Reading text:

BEGIN

All of this comforts me when my mind starts to wander into the questioning black hole realm and I know that what I see around my middle will disperse through the rest of my body in time. I also know that I am going to gain differently than some of the other girls here by comparison for one very BIG and important (and cute as can be) reason. Reese. I have had a child and most of them have not. My amazing, now 8-year-old, son is the driving force behind so much of my work here and there will never come a day when I would choose a flat stomach over him.

We are all different, in all unique shapes and sizes, and if defined by no other label, I am ME.

Volumes of Issues

Walking alone, half a lap ahead of my peers, I watch the quiet surroundings of the fresh air park rotate in their slow carousel around me. I’m in a more contemplative mood although part of what I’m to work out in my head is whether or not I should be talking to my friends instead of thinking about things that have the potential to bring my mood down. Its just that between last night and so far today there has been enough drama around here to suffocate any amount of good intentions. I’m trying to not let it get to me. I’m trying to stay positive but its hard.

People that have been here longer than me are starting to have problems stemming from the prospect of going home. Some are having extreme family issues that peak into screaming matches both over the phone and in person when people come to visit. Some of the newer people are just having problems with the meals in general and there have been a lot of tears shed at the table recently. Some are also having food issues due to being scared of going above the goal weight that they have already met while here. Reaching “maintainance weight” and still trying to restrict your eating, still accepting that you can more or less eat whatever you want is harder than can be represented in words. I can admit, too, that seeing my peers, my friends, have their own questions and doubts does scare me. I have to admit it because, if denied, it has the potential to sneak up and just floor me.

END

Write the next portion of the personal account of recovery and weight gain, picking up after its final sentence. The material that comes next has no connection to the personal account of recovery and weight gain.

Collected data entries:
BEGIN

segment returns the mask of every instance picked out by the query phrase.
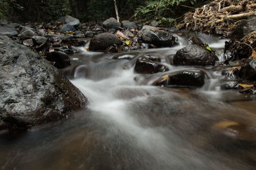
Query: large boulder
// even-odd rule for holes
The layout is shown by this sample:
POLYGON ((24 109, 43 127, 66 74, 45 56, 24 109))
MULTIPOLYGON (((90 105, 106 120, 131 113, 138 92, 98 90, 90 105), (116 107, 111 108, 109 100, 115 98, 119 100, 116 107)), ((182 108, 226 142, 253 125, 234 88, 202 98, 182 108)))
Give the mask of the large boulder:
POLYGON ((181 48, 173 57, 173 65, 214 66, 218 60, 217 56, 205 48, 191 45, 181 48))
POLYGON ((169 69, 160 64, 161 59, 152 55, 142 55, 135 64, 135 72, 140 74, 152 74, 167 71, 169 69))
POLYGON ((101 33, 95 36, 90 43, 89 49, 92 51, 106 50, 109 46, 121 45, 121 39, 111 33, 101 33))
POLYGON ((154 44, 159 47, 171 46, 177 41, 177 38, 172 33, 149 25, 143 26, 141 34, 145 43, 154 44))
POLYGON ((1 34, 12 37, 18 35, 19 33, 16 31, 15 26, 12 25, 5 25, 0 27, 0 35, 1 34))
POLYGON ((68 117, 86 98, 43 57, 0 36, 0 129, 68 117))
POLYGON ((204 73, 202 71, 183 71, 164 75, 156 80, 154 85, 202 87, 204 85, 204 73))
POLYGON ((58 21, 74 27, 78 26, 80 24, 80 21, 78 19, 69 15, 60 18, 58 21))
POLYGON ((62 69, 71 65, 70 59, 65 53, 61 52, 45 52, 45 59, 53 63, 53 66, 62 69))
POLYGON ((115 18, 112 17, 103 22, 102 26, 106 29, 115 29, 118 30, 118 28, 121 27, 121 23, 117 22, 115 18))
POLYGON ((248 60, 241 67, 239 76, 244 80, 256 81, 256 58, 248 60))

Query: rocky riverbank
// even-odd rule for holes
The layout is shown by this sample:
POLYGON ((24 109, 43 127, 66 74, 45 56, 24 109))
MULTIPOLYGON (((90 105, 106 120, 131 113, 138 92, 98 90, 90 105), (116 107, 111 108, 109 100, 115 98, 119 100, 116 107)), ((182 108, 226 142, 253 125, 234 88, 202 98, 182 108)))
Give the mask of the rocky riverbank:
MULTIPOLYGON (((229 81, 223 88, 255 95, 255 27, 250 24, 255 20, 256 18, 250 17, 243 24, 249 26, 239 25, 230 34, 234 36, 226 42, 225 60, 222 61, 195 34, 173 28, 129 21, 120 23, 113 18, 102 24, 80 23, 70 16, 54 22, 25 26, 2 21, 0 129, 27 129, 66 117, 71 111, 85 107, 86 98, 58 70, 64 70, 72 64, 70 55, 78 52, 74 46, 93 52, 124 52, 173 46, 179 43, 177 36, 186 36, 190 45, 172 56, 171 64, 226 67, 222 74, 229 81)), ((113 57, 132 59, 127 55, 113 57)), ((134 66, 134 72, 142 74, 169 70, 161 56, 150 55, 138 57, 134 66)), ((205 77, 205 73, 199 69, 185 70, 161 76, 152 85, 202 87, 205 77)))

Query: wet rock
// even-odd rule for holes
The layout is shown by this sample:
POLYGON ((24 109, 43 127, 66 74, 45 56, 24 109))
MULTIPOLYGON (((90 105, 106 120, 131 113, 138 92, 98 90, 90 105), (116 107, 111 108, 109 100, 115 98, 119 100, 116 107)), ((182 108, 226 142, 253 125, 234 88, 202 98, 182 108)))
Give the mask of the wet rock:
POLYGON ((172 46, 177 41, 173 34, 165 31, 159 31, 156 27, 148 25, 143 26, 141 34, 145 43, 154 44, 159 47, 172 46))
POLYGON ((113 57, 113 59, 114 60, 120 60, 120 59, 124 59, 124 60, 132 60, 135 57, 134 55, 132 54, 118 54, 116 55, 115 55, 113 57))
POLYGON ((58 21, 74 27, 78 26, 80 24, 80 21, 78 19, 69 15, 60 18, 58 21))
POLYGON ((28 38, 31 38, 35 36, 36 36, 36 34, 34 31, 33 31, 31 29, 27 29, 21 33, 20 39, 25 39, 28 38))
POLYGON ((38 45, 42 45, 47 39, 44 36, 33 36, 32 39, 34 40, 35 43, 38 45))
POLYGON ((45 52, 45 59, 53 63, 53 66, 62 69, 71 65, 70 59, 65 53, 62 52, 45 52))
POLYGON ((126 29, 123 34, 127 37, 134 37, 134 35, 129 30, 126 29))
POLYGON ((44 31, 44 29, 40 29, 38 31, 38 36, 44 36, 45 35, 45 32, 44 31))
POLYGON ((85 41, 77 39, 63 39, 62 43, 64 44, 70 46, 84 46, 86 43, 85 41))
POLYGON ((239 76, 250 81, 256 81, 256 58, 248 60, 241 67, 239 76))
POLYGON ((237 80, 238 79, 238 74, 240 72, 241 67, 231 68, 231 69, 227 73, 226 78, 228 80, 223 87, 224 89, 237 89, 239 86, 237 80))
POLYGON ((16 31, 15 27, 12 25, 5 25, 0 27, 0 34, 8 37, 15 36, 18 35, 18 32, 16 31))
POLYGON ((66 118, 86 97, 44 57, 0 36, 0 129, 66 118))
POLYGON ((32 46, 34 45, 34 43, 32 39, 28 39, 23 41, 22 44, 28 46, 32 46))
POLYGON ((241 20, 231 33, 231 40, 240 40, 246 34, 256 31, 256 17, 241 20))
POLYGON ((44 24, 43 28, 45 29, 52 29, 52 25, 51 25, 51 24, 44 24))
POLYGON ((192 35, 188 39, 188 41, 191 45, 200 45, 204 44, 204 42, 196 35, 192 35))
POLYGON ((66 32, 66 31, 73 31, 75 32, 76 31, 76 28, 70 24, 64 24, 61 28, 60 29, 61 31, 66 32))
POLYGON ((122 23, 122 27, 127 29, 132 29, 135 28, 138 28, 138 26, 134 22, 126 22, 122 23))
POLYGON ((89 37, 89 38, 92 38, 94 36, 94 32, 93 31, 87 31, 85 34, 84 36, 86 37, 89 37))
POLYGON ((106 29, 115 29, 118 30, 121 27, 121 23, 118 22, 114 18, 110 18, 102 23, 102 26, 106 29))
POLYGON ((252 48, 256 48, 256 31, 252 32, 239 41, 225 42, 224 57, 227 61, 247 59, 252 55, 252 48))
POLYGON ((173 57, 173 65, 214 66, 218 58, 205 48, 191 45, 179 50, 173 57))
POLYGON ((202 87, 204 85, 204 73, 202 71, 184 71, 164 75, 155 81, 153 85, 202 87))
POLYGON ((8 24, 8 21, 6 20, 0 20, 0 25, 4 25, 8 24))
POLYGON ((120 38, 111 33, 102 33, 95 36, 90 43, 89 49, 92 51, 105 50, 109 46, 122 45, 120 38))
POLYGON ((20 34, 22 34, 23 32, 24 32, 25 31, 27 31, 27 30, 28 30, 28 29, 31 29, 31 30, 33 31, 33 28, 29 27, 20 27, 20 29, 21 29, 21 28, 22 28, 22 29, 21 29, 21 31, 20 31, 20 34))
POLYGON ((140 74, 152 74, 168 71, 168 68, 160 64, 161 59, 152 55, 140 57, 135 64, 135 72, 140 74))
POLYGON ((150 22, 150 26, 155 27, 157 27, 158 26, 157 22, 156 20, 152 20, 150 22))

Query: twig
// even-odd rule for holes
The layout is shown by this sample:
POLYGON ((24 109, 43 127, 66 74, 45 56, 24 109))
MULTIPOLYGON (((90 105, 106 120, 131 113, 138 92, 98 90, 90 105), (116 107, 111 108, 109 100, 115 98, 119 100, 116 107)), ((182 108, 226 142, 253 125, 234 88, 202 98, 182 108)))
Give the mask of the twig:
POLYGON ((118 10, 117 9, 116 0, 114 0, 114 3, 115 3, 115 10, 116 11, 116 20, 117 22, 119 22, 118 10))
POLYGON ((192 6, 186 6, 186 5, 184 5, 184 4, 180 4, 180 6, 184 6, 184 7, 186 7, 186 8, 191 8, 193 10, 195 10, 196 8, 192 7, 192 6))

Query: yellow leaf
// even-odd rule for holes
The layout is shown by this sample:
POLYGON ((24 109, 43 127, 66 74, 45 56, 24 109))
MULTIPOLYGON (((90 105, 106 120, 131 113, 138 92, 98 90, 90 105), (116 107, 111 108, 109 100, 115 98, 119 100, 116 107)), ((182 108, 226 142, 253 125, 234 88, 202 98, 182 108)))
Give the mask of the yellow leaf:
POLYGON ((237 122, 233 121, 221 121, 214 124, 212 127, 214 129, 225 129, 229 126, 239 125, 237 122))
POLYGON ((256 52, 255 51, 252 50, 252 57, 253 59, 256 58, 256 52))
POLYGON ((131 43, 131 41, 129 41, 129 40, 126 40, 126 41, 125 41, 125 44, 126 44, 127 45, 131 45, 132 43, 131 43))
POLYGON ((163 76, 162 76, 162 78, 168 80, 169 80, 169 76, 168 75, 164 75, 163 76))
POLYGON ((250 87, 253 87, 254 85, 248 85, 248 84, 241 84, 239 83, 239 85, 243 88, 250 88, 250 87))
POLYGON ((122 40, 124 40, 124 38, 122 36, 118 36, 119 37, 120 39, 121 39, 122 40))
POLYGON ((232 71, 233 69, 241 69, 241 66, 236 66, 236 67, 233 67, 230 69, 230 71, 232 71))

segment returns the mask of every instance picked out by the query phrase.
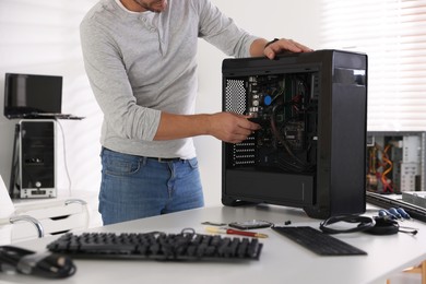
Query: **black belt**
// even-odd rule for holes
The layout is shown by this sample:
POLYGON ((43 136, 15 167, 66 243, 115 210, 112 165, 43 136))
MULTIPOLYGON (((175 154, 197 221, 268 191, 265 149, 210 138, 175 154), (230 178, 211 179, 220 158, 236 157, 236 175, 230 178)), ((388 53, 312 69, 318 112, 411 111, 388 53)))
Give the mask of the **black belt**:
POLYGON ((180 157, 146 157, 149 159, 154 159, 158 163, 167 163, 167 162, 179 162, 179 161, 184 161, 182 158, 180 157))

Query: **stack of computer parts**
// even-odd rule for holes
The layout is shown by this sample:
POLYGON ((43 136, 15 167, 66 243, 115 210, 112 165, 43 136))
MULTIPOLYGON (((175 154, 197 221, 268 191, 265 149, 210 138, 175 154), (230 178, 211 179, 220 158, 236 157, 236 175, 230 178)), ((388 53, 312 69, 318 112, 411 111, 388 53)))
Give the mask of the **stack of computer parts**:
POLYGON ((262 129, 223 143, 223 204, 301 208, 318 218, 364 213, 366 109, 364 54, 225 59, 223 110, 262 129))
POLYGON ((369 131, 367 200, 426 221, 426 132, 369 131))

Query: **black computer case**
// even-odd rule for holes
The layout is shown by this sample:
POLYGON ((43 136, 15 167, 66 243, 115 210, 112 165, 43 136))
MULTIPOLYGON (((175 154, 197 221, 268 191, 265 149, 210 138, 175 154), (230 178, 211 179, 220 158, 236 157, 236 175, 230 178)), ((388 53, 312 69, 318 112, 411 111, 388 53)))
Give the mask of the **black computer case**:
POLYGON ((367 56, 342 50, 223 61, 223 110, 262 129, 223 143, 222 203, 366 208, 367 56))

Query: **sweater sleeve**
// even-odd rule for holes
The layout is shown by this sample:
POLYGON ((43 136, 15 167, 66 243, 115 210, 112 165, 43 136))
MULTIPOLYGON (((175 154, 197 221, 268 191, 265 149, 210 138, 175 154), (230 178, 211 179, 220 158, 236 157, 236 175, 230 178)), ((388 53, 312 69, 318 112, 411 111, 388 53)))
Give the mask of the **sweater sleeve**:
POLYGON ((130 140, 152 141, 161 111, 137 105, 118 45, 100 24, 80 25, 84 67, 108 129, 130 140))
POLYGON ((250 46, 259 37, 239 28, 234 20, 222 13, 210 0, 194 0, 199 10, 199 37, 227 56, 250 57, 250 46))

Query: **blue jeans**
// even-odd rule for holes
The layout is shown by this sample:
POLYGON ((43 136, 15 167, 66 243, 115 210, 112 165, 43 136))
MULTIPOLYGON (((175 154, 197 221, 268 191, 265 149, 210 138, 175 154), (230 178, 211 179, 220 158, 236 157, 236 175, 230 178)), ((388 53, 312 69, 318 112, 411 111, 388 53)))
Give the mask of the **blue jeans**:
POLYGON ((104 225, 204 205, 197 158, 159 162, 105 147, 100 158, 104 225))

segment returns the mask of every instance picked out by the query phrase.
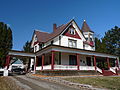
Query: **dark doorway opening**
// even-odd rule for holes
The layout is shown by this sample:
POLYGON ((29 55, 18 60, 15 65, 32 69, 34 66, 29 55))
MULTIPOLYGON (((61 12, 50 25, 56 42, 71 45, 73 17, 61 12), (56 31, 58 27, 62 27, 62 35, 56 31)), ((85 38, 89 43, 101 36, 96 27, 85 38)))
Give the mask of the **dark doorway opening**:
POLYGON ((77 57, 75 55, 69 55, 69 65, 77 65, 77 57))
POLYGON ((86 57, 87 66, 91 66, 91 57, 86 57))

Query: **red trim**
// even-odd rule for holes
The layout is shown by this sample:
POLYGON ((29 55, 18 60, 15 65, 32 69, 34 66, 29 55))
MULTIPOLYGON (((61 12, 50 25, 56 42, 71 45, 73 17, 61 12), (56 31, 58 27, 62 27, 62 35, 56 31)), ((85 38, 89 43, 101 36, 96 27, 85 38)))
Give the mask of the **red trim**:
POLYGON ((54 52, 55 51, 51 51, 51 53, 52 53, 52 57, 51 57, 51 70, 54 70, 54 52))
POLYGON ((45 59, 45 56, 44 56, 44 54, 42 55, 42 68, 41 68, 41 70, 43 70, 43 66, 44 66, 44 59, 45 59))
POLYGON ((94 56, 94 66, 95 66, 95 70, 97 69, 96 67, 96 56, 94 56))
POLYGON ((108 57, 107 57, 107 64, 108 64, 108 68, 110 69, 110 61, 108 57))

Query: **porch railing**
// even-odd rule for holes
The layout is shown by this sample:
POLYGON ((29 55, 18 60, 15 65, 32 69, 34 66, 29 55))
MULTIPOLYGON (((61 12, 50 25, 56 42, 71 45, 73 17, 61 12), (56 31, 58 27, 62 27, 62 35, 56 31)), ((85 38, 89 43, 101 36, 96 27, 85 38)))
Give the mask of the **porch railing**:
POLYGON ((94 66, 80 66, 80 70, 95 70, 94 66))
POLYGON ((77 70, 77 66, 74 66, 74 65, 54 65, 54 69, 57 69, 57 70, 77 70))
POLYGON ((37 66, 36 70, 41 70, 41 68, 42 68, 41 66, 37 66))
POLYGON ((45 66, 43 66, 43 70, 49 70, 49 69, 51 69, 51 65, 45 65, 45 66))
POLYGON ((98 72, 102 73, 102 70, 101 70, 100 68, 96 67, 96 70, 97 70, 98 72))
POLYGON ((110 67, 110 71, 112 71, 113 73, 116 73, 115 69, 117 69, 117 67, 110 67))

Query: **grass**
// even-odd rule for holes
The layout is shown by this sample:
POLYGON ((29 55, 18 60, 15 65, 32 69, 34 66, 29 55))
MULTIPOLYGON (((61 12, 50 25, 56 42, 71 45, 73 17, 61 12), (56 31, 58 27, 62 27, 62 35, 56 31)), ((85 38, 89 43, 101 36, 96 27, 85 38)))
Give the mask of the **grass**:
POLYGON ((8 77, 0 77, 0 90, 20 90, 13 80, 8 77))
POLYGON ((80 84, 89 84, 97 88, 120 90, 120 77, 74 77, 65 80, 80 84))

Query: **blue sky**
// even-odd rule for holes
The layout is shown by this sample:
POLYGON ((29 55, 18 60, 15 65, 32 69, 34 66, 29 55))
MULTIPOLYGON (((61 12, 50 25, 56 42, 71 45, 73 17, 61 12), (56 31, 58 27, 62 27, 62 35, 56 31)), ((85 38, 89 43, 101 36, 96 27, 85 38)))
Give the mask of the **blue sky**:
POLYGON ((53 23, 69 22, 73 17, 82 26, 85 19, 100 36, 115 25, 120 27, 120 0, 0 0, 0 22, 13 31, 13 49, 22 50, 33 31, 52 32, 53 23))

END

Your response:
I care about these people because I see at least some aspect of myself in each and every one of them. Its difficult to just stand by and know that I can’t really help them with their issues. I want to. Badly. Its in my nature. If I choose to do that though I know it would jeopardize my own recovery. I just can’t go back there in any part of my head right now without the potential of losing what I have worked so hard for. Some encouraging words and just letting them know that I understand is about as far as I can safely go. I have been both stunned by my positivity and in love with it in such a way that I’m terrified of losing it.

This is why I hang back. They walk and I hang back just absorbing my surroundings, absorbing my thoughts. There will be a right way to do this. This is just one in a line of speed bumps that will unfailingly be along my road to recovery. I hate to get so cliché with the terminology but is just what best describes it in this case. It is a road we are each traveling, a journey we are each individually on. And, in the end, it is each of us who decides just how big the obstacles along the way will be.

When the head aches…

For two days now I have been plagued by a sinus headache that just wont seem to let go no matter how much Sudafed or Tylenol I take. My head throbs every time I turn my neck or move too fast. Periodically there is some relief as it unclenches its grip on my brain, but it never seems to fully go away, as I find more and more tired and less able to concentrate. I never used to have sinus problems but they started off mildly about 4 or 5 years ago and progressively get worse with the onset of each year’s spring and the subsequent fall. If they continue to escalate in the way I will have to find some other battle tactic or weaponry to fight them with. I don’t mean to sound like I’m griping, they just make it so hard to focus beyond the pressure.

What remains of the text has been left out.